EXCERPT TO READ below:

The morning after the opening of her solo exhibition “The skin of the earth is seamless,” Maia Ruth Lee was back at Tina Kim Gallery in Manhattan, cup of coffee in hand.
“I was really surprised at the feedback,” says Lee, who relocated from New York to Colorado with her family right before the pandemic. “I think people are very curious. People are surprised. Most of the people who know my work, don’t know this side of my work at all. So this was really the first time, especially in New York, that they had seen the side of my work — especially these paintings.”
The exhibition marks a continuation of Lee’s “Bondage Baggage” series that she started in 2018, informed by her childhood growing up in Nepal. The earliest sculptural pieces in that series were shown alongside her glyphs work “Labyrinth,” a grid of symbols evocative of ancient written language. “I have a very strong connection to exploring identities within language and translation,” she adds.
Lee’s parents, who work as translators, relocated the family from South Korea to Nepal when Lee was five, and she lived there before relocating to New York as a young adult. Visiting her parents as an adult, Lee took notice of the luggage that came down the airport conveyor belt in Kathmandu: colorful bundles of household materials like bedsheets and tarps secured with tape and rope. She began documenting the luggage over the course of about five years.
“That sparked the interest of not only migratory experiences, but self-preservation, privacy protection, family, labor,” says Lee, adding that the luggage method is a preventative method against airport theft, used by many migrant workers returning to Nepal.
On view at Tina Kim gallery are sculptural replicas of the luggage, stacked in piles in the front gallery, as a video plays on one wall. On another wall and continuing into the next gallery space is a series of paintings transformed from the bundle sculptures, along with “empty” mesh-wire bundles.
When Lee began the series, her studio was based in Brooklyn. “We’ve definitely questioned ‘Do we come back?’ But the more we stayed, the more we settled, the more it made sense to have a little bit of distance from this [New York],” Lee says. Out west, she had more work space — and more isolation — and she began experimenting with replacing the tarp in her roped sculptures with canvas, covering them in ink, and cutting the rope. She then unfurled and ironed out the canvas.

End of EXCERPT TO READ.

Answer these questions using the article on Maia Ruth Lee's exhibition.
(a) In what year did Lee start the "Bondage Baggage" series?
(b) How old was Lee when her parents moved the family from South Korea to Nepal?
(c) In her roped sculptures, what material did Lee use in place of the tarp?

RECORDS PROVIDED below:

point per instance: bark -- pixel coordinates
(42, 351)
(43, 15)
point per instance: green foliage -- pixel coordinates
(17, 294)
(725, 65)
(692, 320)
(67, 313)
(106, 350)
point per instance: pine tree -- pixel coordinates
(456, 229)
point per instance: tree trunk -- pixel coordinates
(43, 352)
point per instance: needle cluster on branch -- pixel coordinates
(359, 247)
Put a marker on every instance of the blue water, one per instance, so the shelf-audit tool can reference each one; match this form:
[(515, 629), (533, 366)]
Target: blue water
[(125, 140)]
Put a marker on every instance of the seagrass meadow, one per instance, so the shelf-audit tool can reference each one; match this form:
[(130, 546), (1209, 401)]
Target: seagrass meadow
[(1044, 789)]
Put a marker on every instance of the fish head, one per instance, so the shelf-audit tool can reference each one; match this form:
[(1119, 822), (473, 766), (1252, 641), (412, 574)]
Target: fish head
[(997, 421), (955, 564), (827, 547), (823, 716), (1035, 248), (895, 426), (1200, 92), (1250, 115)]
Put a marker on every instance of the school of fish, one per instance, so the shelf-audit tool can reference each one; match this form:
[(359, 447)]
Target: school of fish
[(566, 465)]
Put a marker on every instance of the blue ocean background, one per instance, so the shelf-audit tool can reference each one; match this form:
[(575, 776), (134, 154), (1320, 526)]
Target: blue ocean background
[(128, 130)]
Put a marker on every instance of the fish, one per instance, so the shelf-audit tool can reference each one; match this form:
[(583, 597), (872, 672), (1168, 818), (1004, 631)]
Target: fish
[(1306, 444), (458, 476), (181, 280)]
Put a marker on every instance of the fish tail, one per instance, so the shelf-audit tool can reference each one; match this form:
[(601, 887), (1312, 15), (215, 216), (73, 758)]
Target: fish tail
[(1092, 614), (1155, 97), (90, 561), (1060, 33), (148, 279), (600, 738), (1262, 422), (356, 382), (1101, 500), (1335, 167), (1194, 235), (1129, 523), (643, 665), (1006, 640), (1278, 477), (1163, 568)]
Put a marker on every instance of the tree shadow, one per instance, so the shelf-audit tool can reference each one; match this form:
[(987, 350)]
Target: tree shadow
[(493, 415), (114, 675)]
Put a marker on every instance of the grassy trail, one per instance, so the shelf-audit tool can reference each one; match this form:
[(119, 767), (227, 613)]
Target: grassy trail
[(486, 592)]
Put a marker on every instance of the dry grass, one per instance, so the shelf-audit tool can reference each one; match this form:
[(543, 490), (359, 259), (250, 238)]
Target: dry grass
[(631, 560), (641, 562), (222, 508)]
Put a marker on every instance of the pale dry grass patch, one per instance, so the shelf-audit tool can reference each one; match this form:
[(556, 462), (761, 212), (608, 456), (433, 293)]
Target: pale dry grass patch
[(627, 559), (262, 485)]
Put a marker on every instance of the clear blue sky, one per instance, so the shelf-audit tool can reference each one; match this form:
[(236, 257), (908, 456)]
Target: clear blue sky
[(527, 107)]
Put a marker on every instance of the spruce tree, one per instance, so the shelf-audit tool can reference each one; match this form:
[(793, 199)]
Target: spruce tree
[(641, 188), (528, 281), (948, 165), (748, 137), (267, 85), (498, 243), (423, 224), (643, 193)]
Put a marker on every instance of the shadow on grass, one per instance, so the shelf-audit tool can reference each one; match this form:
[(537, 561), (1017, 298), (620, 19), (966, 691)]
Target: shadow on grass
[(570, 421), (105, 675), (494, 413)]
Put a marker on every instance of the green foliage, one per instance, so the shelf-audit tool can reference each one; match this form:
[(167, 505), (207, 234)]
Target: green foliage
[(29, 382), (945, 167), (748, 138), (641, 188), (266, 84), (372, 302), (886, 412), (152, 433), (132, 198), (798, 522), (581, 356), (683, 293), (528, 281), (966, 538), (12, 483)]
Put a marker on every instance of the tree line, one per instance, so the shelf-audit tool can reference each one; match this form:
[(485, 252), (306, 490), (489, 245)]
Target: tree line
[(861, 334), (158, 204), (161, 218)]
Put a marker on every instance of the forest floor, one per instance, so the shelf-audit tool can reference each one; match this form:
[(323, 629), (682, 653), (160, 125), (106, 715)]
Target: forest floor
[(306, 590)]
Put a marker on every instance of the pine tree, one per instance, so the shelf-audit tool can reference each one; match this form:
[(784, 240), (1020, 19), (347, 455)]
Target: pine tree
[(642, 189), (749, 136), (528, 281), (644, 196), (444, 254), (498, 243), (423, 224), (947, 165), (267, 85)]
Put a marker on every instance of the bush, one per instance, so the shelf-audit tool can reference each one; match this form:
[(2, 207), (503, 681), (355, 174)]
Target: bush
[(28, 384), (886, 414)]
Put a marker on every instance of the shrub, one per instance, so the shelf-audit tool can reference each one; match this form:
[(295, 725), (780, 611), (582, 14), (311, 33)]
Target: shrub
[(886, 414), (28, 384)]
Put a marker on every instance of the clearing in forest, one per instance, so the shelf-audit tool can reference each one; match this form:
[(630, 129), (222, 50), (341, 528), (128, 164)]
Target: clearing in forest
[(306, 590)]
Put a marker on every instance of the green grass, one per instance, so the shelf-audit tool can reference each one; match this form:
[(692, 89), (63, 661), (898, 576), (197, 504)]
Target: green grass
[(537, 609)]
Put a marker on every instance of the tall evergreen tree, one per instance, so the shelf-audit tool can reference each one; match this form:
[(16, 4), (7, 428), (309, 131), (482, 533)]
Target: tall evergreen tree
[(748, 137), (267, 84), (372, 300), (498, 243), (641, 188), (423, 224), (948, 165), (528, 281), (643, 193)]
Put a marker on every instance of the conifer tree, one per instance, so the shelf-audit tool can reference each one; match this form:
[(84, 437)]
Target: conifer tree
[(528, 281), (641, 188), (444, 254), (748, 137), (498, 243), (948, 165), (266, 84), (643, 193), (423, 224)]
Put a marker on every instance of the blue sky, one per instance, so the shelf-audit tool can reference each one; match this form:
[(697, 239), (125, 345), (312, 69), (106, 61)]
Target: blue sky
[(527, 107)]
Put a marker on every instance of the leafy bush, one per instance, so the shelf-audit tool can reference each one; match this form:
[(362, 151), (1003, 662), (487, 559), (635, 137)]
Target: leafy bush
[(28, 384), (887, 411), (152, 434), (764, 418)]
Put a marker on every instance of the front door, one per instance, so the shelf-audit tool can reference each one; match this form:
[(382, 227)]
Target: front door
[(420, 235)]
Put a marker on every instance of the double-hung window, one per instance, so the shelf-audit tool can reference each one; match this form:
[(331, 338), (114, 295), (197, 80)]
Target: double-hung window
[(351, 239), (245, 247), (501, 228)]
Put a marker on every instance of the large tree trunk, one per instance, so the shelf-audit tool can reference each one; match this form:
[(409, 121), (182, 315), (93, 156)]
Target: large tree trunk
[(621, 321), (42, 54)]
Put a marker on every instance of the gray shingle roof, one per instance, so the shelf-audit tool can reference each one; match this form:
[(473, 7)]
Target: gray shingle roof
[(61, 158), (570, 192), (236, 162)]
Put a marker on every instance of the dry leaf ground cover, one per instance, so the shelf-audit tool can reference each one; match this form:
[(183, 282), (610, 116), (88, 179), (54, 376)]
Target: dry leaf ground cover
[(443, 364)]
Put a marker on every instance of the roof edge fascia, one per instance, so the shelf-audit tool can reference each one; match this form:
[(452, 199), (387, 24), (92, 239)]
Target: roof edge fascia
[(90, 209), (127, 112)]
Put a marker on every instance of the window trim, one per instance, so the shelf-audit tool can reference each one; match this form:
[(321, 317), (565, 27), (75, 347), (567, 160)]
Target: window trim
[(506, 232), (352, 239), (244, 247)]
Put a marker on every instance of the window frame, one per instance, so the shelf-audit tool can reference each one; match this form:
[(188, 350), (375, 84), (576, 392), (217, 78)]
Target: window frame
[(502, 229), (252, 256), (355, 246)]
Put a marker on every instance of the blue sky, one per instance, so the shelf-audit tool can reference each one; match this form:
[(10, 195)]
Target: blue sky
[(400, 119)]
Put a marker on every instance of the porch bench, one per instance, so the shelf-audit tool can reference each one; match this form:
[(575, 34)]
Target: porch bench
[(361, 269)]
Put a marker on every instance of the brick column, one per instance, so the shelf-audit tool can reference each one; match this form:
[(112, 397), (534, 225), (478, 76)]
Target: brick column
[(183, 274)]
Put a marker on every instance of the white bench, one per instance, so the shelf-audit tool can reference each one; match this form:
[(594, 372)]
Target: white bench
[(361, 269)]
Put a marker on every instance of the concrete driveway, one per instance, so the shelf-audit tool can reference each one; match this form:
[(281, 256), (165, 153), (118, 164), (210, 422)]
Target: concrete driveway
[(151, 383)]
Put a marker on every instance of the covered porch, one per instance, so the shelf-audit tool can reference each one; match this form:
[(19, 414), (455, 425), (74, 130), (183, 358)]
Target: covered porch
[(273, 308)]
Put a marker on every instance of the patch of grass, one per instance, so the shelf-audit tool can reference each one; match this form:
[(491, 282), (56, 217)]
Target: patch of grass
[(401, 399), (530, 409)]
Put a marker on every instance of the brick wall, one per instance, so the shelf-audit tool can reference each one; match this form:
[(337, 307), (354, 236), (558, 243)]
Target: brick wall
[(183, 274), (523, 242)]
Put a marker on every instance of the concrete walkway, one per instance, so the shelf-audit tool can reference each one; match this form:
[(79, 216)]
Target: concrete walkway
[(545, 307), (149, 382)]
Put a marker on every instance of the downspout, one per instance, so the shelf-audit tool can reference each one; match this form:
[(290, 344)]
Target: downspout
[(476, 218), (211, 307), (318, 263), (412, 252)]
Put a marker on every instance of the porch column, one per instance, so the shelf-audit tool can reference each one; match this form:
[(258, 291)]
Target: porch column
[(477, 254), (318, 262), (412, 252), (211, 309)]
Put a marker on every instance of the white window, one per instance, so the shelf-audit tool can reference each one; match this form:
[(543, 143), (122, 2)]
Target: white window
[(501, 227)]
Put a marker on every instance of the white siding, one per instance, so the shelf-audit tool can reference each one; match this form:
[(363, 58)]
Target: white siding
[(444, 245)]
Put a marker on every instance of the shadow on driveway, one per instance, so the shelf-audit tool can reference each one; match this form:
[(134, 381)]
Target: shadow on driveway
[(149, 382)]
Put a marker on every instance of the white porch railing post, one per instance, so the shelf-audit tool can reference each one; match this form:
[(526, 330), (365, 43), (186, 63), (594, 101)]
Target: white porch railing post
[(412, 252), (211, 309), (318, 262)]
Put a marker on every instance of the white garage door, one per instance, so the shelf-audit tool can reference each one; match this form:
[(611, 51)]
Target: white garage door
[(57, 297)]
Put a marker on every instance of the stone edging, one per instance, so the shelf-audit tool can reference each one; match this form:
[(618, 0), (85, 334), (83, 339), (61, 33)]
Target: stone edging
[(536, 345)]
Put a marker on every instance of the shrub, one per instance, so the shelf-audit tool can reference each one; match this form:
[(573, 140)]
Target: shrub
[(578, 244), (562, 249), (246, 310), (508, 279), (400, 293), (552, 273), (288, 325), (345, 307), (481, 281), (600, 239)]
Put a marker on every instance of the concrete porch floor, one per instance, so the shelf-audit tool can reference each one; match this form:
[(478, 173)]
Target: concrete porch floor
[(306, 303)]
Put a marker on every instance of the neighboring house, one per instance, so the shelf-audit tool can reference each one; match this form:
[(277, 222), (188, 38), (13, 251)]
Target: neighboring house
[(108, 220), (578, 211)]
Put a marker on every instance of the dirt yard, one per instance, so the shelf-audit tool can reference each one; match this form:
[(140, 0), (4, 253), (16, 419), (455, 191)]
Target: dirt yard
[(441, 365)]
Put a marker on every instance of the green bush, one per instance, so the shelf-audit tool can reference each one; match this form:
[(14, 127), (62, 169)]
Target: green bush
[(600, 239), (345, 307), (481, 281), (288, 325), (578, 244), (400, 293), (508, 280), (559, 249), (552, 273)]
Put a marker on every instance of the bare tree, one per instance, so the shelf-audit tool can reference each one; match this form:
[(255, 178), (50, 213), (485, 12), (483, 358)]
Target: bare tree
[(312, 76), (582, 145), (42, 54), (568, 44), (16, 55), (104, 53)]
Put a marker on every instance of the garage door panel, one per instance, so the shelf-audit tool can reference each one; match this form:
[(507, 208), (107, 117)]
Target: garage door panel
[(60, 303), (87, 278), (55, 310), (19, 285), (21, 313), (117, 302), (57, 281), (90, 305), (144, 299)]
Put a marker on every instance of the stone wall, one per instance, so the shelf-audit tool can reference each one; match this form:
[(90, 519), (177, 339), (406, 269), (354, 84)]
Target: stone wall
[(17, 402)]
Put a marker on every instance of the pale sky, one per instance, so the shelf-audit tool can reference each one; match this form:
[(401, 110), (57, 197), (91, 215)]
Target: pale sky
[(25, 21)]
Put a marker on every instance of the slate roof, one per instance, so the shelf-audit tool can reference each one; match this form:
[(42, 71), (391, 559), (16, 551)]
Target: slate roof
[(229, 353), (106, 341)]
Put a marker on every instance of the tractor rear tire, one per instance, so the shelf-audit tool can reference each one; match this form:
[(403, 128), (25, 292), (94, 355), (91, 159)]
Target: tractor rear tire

End of RECORDS PROVIDED.

__SOLUTION FOR THIS TASK__:
(a) 2018
(b) Five
(c) Canvas